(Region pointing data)
.....

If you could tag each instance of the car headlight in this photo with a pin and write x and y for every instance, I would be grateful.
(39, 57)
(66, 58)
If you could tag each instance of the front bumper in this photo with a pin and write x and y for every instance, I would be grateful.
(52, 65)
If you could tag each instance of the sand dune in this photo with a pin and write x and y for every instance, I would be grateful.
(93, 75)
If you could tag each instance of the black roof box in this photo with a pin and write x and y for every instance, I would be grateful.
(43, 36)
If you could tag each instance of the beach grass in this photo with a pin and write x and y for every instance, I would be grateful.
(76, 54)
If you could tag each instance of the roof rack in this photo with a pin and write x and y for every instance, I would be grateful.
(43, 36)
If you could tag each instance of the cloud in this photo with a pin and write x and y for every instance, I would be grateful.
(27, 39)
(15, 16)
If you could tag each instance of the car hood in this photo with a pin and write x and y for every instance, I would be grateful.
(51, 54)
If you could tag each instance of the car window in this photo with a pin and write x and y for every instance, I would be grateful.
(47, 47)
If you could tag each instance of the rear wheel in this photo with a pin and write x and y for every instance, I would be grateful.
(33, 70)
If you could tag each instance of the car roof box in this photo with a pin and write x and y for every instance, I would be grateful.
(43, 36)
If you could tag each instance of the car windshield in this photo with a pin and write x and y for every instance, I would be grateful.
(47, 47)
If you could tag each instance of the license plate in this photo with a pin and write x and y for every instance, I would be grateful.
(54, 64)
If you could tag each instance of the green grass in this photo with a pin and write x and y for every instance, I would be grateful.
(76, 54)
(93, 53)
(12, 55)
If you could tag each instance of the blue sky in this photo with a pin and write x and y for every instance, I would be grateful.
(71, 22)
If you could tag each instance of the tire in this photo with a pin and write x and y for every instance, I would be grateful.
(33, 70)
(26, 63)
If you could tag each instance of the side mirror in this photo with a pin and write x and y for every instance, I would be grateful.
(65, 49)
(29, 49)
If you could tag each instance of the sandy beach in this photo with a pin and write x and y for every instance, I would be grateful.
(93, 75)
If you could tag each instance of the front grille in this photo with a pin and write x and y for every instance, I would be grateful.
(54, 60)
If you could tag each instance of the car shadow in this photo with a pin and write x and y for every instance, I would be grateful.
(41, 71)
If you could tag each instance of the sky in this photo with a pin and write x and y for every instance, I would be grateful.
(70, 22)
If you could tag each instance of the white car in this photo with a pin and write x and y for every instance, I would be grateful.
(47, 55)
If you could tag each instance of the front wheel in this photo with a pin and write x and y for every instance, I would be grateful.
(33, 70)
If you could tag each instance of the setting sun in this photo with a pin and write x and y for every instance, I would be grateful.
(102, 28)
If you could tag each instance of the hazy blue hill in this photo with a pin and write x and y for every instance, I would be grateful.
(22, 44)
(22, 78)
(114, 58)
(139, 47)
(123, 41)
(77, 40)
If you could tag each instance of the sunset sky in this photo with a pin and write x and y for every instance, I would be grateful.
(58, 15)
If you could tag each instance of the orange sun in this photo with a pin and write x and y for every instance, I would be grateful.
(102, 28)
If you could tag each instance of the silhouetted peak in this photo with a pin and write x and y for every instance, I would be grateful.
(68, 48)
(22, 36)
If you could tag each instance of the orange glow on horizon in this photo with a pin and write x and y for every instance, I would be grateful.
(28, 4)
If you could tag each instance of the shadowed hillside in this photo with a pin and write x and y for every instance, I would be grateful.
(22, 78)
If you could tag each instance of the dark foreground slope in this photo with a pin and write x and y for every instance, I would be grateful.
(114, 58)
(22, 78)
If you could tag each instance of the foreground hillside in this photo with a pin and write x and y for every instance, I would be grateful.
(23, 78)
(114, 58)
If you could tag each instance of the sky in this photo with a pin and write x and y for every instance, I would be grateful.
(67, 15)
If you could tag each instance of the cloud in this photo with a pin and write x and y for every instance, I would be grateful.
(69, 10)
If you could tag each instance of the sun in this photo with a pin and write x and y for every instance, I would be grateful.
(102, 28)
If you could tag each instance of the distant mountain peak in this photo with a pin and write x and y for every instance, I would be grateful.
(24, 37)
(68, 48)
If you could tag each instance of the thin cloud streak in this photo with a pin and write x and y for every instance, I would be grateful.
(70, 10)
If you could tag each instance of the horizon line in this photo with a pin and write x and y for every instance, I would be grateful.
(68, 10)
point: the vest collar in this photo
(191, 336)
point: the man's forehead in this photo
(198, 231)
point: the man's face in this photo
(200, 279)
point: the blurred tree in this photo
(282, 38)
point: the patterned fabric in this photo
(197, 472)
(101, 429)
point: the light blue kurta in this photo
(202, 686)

.....

Action item
Type the data again exactly. Leave nothing out.

Task solution
If you could tag each instance of the car headlight in this photo with a pin and write x and y for every instance, I would be grateful.
(39, 57)
(66, 58)
If you could tag each instance of the front bumper in this photo with a pin and write x and y for every instance, I would be grateful.
(52, 65)
If you could tag each instance of the sand dune in this photo with a pin and write x and y for every instance, I would be grateful.
(93, 75)
If you could tag each instance of the black roof box in this photo with a pin and write x and y for every instance, I would be grateful.
(43, 36)
If you could tag each instance of the beach grass in this photo with a pin and write x and y for every instance, I would be grateful.
(76, 54)
If you could tag each instance of the roof rack in this photo with a pin and write x and y for every instance, I would be grateful.
(43, 36)
If you could tag each instance of the cloud in this photo with a pin and write x and y for every instance, I would be grateful.
(27, 39)
(15, 16)
If you could tag each instance of the car hood in this photo with a pin and write x and y for every instance, I would be grateful.
(51, 54)
If you could tag each instance of the car window in this photo with a pin and write x and y for every instance, I would be grateful.
(47, 47)
If you could tag each instance of the rear wheel in this photo with a pin and write x and y for every instance, I would be grateful.
(33, 70)
If you could tag each instance of the car roof box in this photo with a pin and write x and y for every instance, I would be grateful.
(43, 36)
If you could tag each instance of the car windshield in this photo with a pin and write x and y for every instance, I would be grateful.
(47, 47)
If you could tag each instance of the license plate in this photo with a pin and write x and y for every instance, I would be grateful.
(54, 64)
If you could tag each instance of the green grass in this photo with a pin and write x and y for every instance, I would be grateful.
(76, 54)
(93, 53)
(12, 55)
If you could tag each instance of the blue sky in this photo with a pin and write x and y for every instance, I would be grateful.
(71, 22)
If you could tag each instance of the tire in this photo with a pin and write x and y for every instance, I would be grateful.
(33, 70)
(26, 63)
If you could tag each instance of the side mirror in this photo with a pin and write x and y for every instance, I would be grateful.
(65, 49)
(29, 49)
If you could tag each instance of the sandy beach in this photo with a pin and write x and y for every instance, I would be grateful.
(93, 75)
If you could tag each instance of the front grille in this photo with a pin and write x and y for every instance, I would be grateful.
(54, 60)
If you could tag each instance of the car shadow in this photo with a pin and write x and y for every instance, I would be grateful.
(41, 71)
If you could tag each instance of the sky in this photo with a pin and write x and y for every instance, I would be grateful.
(70, 22)
If you could tag each instance of the white car in this photo with a pin and write x and y for every instance, I would be grateful.
(47, 55)
If you could tag each instance of the front wheel in this photo with a pin and write x and y for every instance, I would be grateful.
(33, 70)
If you could tag each instance of the setting sun in this photo with a pin and write x and y for every instance, I would be grateful.
(102, 28)
If you could tag each instance of the hazy blue hill in this photo with a pin and write x and y for every instance, I would be grateful.
(22, 44)
(22, 78)
(114, 58)
(139, 47)
(123, 41)
(77, 40)
If you could tag each instance of the sunset sky in this photo with a pin and write x and y for every instance, I would be grateful.
(58, 15)
If you could tag each instance of the orange sun in this photo with a pin and write x and y for every instance, I would be grateful.
(102, 28)
If you could tag each instance of the silhouetted peak in this photo with a pin and write x and y for every instance, I would be grateful.
(68, 48)
(22, 36)
If you could tag each instance of the orange glow on horizon in this photo with a pin and write x and y for every instance, I would be grateful.
(28, 4)
If you could tag each instance of the shadowed hillside in this photo with a pin and write x and y for every instance, I would be grateful.
(22, 78)
If you could tag each instance of the dark foreground slope in this photo with a pin and write x and y for every instance, I would be grateful.
(114, 58)
(22, 78)
If you could tag each instance of the foreground hillside in this photo with a pin and write x and y for every instance, I would be grateful.
(23, 78)
(114, 58)
If you could tag each instance of the sky in this photo with a pin and write x and y for every instance, I would be grateful.
(67, 15)
If you could tag each instance of the cloud in this photo with a pin and write x and y for every instance, I would be grateful.
(69, 10)
If you could tag each instance of the sun in this photo with a pin and write x and y for every instance, I would be grateful.
(102, 28)
If you could tag each instance of the distant mountain peak in this photo with a pin and write x and y for every instance, I would be grateful.
(24, 37)
(68, 48)
If you could tag each instance of the thin cloud streak in this photo with a pin and write x and y for every instance, I would be grateful.
(70, 10)
If you could tag each instance of the horizon line in this photo with a pin and write x and y for every instance, I would be grateful.
(68, 10)
point: the vest collar in this photo
(191, 336)
point: the man's forehead in this photo
(198, 231)
point: the man's face in this photo
(200, 279)
point: the blurred tree in this photo
(282, 38)
point: the patterned fabric in this photo
(197, 472)
(101, 429)
point: the light blue kurta in this photo
(202, 686)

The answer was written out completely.